--- Data Enclosed Below ---

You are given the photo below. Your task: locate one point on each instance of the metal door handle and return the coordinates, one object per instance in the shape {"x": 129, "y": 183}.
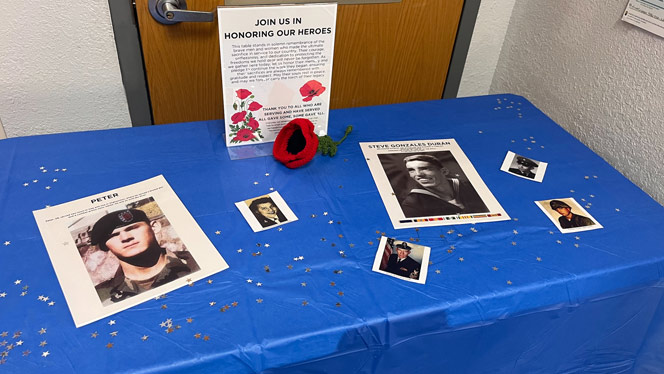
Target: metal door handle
{"x": 169, "y": 12}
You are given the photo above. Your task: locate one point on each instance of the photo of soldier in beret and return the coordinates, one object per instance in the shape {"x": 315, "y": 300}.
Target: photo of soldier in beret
{"x": 568, "y": 215}
{"x": 129, "y": 238}
{"x": 524, "y": 167}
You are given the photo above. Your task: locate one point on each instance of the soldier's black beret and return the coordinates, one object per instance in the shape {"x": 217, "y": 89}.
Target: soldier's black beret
{"x": 403, "y": 245}
{"x": 105, "y": 225}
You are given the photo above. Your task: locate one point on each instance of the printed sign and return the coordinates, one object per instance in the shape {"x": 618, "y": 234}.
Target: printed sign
{"x": 276, "y": 65}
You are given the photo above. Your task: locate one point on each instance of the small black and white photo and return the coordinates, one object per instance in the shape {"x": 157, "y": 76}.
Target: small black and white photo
{"x": 401, "y": 259}
{"x": 430, "y": 183}
{"x": 266, "y": 211}
{"x": 568, "y": 215}
{"x": 524, "y": 167}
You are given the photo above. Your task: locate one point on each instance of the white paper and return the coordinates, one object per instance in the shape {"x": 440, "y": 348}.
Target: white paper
{"x": 276, "y": 65}
{"x": 646, "y": 14}
{"x": 464, "y": 197}
{"x": 80, "y": 266}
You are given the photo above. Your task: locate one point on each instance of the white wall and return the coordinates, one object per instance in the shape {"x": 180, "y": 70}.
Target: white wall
{"x": 597, "y": 76}
{"x": 59, "y": 69}
{"x": 490, "y": 29}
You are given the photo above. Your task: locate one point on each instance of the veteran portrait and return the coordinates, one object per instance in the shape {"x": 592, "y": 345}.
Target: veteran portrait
{"x": 131, "y": 237}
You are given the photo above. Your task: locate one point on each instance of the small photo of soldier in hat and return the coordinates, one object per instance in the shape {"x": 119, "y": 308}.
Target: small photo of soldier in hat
{"x": 402, "y": 259}
{"x": 523, "y": 167}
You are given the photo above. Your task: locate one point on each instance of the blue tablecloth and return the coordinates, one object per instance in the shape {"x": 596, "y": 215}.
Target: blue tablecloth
{"x": 511, "y": 296}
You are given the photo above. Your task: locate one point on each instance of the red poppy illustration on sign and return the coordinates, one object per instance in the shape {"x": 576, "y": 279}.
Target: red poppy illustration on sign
{"x": 245, "y": 127}
{"x": 311, "y": 89}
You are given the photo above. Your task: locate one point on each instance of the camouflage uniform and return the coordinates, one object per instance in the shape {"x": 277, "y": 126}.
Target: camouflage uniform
{"x": 118, "y": 288}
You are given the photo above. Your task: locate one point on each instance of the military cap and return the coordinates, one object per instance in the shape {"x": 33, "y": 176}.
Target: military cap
{"x": 102, "y": 230}
{"x": 555, "y": 204}
{"x": 525, "y": 161}
{"x": 426, "y": 158}
{"x": 404, "y": 246}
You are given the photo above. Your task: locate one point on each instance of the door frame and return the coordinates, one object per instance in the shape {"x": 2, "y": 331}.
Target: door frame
{"x": 134, "y": 79}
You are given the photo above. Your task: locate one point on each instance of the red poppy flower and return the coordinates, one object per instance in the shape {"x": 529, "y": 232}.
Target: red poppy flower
{"x": 253, "y": 124}
{"x": 296, "y": 143}
{"x": 242, "y": 93}
{"x": 244, "y": 135}
{"x": 311, "y": 89}
{"x": 254, "y": 106}
{"x": 238, "y": 117}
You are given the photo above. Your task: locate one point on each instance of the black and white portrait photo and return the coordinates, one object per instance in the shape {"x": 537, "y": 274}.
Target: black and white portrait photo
{"x": 430, "y": 183}
{"x": 265, "y": 212}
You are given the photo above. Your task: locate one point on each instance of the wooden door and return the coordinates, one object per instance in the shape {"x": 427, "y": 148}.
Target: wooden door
{"x": 384, "y": 53}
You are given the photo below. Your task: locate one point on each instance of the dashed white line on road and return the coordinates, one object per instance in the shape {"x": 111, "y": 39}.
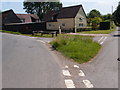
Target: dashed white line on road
{"x": 103, "y": 40}
{"x": 88, "y": 84}
{"x": 100, "y": 39}
{"x": 76, "y": 66}
{"x": 41, "y": 41}
{"x": 81, "y": 73}
{"x": 69, "y": 83}
{"x": 66, "y": 66}
{"x": 66, "y": 73}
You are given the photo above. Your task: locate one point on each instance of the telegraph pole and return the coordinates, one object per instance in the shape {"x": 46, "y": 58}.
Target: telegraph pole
{"x": 112, "y": 9}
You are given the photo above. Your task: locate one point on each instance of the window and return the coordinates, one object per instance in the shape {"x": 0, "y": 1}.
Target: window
{"x": 22, "y": 20}
{"x": 63, "y": 24}
{"x": 49, "y": 24}
{"x": 81, "y": 24}
{"x": 80, "y": 19}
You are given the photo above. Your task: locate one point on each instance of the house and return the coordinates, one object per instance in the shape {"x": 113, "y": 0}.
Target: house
{"x": 67, "y": 18}
{"x": 24, "y": 23}
{"x": 9, "y": 17}
{"x": 27, "y": 18}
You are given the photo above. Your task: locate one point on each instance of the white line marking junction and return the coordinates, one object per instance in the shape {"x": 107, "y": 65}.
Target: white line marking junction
{"x": 66, "y": 73}
{"x": 88, "y": 84}
{"x": 69, "y": 83}
{"x": 81, "y": 73}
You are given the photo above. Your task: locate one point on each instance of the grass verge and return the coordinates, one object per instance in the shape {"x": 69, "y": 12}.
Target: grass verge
{"x": 36, "y": 35}
{"x": 98, "y": 32}
{"x": 79, "y": 48}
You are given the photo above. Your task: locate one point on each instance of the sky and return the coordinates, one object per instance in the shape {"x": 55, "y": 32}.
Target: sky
{"x": 104, "y": 6}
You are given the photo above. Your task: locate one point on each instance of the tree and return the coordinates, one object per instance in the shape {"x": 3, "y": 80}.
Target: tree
{"x": 107, "y": 17}
{"x": 94, "y": 13}
{"x": 116, "y": 15}
{"x": 41, "y": 8}
{"x": 95, "y": 22}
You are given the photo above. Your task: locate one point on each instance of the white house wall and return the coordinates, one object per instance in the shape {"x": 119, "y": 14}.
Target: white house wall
{"x": 52, "y": 25}
{"x": 65, "y": 23}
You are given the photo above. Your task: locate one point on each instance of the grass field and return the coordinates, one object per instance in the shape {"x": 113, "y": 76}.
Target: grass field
{"x": 36, "y": 35}
{"x": 98, "y": 32}
{"x": 79, "y": 48}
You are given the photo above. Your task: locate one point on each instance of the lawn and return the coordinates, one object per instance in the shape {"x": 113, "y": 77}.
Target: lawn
{"x": 36, "y": 35}
{"x": 79, "y": 48}
{"x": 98, "y": 32}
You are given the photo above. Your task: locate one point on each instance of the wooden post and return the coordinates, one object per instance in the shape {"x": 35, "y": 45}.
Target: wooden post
{"x": 75, "y": 29}
{"x": 59, "y": 30}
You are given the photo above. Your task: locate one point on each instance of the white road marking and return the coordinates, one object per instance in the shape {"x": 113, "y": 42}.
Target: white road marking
{"x": 69, "y": 83}
{"x": 88, "y": 84}
{"x": 76, "y": 66}
{"x": 66, "y": 73}
{"x": 66, "y": 66}
{"x": 41, "y": 41}
{"x": 48, "y": 41}
{"x": 32, "y": 37}
{"x": 103, "y": 40}
{"x": 100, "y": 39}
{"x": 81, "y": 73}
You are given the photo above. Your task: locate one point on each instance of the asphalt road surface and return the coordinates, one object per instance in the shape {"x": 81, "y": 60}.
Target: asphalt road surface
{"x": 27, "y": 63}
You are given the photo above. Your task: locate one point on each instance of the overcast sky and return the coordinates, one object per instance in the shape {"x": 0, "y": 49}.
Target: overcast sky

--- End of Enclosed Data ---

Whenever a line in the entries above includes the word "overcast", pull that line out.

● Expected answer:
You are given the photo above. Your task: locate one point on each instance of the overcast sky and return the coordinates, one object per instance in the shape {"x": 0, "y": 49}.
Target: overcast sky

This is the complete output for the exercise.